• [ARTICLE]:

* start *

When I was a little girl, a treat of immense proportions was to be taken with my brother to the soda fountain that was tucked into the corner of the local drugstore.
Light meals were served there, but more importantly, an occasional dish of ice cream could be had when my mother felt my brother and I deserved a goody.
In those days, chocolate, vanilla and strawberry ice creams were standard fare at such places, but this particular drug store also had a flavor that seemed outlandish to me: pistachio.
And that’s the one I always chose.
I had no idea what pistachios were (nor could I efficiently pronounce the name), but the peregrine nature of such a frozen concoction intrigued me.
As we have ice cream in nearly every flavor now, I rarely choose pistachio when I indulge, but my fascination with the nut remains.
When my husband and I celebrated our wedding anniversary recently and the waitress placed my pistachio-crusted salmon in front of me, I felt like a kid again, spoon poised above a metal dish of green ice cream between spins on my drug store counter stool.
Pistachios, native to Persia (modern day Iran and part of Iraq) and a sometime denizen of the hanging gardens of Babylon, grow in grape-like clusters on trees. The shells are formed first on female trees, and if there is a male tree nearby for pollination, the empty shells will fill with green pistachio nuts.
One male tree produces enough pollen for eight to twelve female nut-bearing trees.
A fleshy outer skin that’s removed during processing covers the hard shells in which the green nuts form. It changes color as the nut ripens, from green to yellowish-red, adding to pistachios’ grape-like look when on the tree.
Pistachios, technically the seed of a fruit, are considered a culinary nut, rather than a true botanical nut. They’re related to cashews (another culinary nut), and the cashew family also includes mangoes, the spice sumac, and poison ivy.
Other than in Australia where February is the harvest month, pistachios are gathered in September. A particularly hot summer might make them ready the last week of August.
When ripe, the nuts split open with a pop. In some places in the Middle East, one would be considered lucky if sitting under a pistachio tree when they snap open.

* end *

• [EXERCISE BRIEF]: Continue the text about pistachios, picking up after its final sentence.

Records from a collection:
* start *

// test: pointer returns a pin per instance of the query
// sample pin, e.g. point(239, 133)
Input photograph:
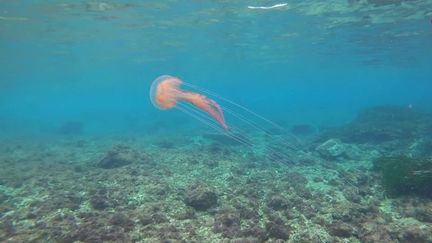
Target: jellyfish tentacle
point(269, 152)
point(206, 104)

* end *

• [ANSWER TO THIS PROBLEM]:
In those countries the nuts are sometimes called “smiling pistachios,” possibly because the broad opening makes the nut look like it’s in the midst of a big grin.
Because the shells are open with the nuts exposed during harvest, it’s important that they’re kept from falling on the ground to avoid contamination.
In California’s San Joaquin Valley, where fully 98 percent of pistachios consumed in the U.S. are grown, elaborate machines that prevent the nuts from touching the ground are employed during the harvest.
The specially designed contraptions shake the trees while surrounding the trunk with tilted platforms from which the nuts roll onto a conveyor belt that carries them to a pull-along trailer.
A link is below for any uber curious folks who wish to see the machines in action. It really is pretty amazing.
A more primitive, but effective, method of protecting the inner nut is to line the ground surrounding the trees with tarps to catch hand-harvested nuts.
Pistachios like hot, dry conditions, and New Mexico and Nevada are two other states where pistachios are cultivated. Iran is the largest worldwide producer, with most nuts exported to Europe and Asia.
Thankfully, tasty pistachios are considered a beneficial food.
The health benefits of tree nuts have been demonstrated in a variety of scientific studies, and pistachios specifically contain an impressive array of nutrients per serving.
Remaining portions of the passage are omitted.